Data.
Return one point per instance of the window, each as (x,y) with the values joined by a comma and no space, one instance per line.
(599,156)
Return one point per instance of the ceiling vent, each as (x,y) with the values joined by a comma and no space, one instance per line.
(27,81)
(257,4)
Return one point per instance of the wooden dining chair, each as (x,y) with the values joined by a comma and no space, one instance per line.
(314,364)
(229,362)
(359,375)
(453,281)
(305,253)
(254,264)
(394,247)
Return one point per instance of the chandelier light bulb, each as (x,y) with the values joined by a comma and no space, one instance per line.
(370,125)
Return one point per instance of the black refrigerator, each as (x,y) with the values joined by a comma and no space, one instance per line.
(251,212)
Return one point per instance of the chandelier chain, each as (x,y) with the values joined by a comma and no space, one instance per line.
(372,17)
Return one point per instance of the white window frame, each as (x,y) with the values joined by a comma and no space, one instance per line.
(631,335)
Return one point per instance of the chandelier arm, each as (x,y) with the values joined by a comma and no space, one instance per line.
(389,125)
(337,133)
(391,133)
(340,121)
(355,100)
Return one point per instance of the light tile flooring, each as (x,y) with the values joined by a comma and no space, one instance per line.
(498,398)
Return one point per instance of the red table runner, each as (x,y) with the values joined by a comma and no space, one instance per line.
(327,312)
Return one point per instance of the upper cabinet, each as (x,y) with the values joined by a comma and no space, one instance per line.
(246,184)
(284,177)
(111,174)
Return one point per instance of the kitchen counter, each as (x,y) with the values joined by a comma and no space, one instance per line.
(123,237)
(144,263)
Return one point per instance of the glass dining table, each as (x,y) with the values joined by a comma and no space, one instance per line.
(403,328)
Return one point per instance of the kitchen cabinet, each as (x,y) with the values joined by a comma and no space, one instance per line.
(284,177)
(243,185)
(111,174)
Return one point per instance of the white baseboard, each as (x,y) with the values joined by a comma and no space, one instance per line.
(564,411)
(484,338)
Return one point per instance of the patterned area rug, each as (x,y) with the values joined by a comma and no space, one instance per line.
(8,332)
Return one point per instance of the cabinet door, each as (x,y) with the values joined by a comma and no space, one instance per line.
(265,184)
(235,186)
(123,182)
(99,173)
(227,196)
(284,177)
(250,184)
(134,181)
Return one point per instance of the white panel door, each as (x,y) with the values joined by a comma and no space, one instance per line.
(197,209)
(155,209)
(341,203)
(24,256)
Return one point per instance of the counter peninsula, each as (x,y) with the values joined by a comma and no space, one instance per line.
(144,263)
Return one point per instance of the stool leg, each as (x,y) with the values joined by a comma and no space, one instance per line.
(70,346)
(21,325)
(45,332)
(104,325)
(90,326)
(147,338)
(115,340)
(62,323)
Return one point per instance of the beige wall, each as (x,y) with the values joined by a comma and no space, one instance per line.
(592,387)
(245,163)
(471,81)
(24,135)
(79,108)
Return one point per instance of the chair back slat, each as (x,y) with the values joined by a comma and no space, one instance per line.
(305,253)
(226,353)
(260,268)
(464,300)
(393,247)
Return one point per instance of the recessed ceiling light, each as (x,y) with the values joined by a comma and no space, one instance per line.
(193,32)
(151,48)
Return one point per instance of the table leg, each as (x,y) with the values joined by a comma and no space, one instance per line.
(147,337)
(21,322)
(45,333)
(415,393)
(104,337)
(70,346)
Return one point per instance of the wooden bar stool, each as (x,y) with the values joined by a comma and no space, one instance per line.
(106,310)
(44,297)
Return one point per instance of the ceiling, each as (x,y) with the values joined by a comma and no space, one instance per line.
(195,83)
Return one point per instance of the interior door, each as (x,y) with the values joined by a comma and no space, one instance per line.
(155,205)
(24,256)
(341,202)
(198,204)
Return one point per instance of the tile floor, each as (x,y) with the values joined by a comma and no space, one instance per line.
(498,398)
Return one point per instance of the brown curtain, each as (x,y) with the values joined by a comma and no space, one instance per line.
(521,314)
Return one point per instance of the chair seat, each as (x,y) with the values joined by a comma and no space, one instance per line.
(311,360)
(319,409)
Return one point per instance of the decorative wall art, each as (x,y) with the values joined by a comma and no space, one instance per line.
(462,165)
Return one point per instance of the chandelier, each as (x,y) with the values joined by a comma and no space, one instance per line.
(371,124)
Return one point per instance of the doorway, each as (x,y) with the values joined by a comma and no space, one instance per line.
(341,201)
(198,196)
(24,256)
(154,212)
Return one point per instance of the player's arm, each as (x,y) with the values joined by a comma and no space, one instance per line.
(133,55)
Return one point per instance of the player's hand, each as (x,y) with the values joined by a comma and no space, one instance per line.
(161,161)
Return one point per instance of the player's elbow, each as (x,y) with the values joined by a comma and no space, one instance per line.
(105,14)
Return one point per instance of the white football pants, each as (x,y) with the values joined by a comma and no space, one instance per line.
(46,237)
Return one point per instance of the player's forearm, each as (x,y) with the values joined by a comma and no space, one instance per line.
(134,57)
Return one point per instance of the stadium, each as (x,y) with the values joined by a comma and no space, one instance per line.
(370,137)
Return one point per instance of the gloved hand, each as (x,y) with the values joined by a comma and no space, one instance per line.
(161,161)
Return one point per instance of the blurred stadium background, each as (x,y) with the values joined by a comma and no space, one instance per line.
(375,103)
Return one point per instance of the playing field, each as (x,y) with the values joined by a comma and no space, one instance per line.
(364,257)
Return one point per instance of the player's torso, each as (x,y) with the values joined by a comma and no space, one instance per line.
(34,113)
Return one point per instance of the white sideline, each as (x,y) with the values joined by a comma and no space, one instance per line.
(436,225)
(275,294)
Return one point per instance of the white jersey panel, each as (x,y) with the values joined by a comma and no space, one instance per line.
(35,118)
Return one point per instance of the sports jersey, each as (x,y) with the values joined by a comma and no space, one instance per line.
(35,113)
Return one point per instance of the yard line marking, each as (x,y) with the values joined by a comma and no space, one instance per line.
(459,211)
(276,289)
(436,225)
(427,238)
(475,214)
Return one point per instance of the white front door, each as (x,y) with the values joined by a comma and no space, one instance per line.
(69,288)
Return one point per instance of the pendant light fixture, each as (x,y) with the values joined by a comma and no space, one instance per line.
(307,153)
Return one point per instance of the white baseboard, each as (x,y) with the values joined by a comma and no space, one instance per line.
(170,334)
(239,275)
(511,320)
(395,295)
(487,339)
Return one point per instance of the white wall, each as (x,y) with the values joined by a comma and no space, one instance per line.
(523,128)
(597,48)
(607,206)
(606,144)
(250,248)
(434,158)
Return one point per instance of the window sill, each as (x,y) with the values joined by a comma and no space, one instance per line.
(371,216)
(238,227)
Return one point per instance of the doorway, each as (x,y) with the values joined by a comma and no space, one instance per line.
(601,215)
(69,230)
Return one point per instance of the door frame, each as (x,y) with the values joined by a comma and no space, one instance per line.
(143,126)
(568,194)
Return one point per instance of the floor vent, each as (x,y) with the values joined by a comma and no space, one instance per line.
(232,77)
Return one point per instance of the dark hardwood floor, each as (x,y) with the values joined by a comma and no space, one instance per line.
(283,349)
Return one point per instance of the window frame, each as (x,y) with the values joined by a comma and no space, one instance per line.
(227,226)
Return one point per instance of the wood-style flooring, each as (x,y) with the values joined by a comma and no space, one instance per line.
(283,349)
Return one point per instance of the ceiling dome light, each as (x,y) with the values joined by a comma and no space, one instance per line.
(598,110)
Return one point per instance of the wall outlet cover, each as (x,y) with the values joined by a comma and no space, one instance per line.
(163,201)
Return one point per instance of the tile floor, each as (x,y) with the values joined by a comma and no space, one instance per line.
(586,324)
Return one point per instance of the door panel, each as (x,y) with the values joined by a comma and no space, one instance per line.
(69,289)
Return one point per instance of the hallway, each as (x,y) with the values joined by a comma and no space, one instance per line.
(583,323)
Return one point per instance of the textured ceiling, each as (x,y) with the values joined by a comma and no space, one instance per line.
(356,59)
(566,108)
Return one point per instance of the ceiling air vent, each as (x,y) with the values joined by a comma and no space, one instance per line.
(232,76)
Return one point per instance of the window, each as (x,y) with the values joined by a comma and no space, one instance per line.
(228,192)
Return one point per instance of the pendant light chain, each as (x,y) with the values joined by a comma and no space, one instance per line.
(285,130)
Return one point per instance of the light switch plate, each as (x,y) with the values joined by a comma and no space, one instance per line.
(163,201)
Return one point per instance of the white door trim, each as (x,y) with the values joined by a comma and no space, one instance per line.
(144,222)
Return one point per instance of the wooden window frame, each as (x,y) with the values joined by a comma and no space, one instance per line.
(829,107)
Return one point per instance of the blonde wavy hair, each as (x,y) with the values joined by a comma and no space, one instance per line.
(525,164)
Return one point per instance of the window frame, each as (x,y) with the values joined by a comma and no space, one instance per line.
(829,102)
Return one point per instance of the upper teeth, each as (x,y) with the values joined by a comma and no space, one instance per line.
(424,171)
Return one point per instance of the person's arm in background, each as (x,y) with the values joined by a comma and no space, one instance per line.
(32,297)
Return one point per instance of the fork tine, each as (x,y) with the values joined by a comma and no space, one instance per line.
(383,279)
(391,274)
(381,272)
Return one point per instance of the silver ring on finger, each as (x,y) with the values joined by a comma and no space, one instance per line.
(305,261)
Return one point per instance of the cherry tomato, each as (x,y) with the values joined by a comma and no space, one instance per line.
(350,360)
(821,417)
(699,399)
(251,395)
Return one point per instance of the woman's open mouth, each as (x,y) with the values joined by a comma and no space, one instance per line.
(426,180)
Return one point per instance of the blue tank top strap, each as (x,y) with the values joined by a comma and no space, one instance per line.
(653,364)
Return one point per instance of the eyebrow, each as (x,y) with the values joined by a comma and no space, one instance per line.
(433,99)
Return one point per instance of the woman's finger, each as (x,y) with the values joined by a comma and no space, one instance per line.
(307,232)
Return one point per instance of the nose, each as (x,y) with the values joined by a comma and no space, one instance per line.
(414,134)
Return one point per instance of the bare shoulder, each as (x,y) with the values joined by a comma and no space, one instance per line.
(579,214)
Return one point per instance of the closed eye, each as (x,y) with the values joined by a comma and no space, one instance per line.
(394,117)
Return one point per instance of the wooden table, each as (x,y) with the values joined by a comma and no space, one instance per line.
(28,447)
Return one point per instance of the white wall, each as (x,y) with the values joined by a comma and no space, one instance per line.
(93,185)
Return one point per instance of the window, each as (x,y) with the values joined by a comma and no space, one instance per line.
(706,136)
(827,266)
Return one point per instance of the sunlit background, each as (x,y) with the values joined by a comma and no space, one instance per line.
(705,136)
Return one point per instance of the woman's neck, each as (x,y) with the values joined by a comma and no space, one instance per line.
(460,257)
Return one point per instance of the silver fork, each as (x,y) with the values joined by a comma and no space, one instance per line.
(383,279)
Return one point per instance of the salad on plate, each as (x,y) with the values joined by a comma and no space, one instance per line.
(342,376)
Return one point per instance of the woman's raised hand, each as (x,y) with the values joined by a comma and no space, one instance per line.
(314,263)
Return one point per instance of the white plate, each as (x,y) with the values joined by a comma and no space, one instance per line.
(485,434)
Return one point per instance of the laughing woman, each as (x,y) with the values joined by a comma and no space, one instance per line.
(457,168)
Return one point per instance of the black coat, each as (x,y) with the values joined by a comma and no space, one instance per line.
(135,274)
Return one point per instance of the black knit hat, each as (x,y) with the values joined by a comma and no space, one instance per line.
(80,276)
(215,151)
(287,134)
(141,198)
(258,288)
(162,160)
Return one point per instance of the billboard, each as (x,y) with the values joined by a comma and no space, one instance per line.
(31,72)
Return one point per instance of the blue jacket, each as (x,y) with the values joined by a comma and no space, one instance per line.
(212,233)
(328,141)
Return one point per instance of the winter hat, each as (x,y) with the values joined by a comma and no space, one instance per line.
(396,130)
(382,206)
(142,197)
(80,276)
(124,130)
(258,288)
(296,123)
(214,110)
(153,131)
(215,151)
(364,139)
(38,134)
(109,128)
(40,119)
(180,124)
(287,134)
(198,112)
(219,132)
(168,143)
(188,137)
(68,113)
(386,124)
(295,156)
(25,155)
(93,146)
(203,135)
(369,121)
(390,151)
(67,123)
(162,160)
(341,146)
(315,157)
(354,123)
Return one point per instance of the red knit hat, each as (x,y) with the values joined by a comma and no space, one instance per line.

Written request. Please quote nothing but the lines from the line with "Return one point per instance of the billboard, each" through the end of the data above, exactly as written, ends included.

Written answer.
Return one point per instance of the billboard, each as (x,y) with the values joined by a comma and no space, one instance per line.
(31,72)
Return one point per instance of the blue jacket, each as (x,y) with the values joined by a comma and no space, one instance per line.
(212,233)
(328,141)
Return one point per instance of the winter hat, each as (x,y) with the values joined by a comma and no space, one instance per line.
(396,130)
(382,206)
(142,197)
(80,276)
(124,130)
(258,288)
(296,123)
(214,110)
(153,131)
(215,151)
(364,139)
(38,134)
(109,128)
(40,119)
(180,124)
(287,134)
(198,112)
(219,132)
(168,143)
(188,137)
(68,113)
(386,124)
(295,156)
(25,155)
(93,146)
(203,135)
(369,121)
(390,151)
(67,123)
(162,160)
(341,146)
(315,157)
(354,123)
Return one point per instance of the red knit hat, each as (x,y) with the values joined by a comma and no space, one instance per line.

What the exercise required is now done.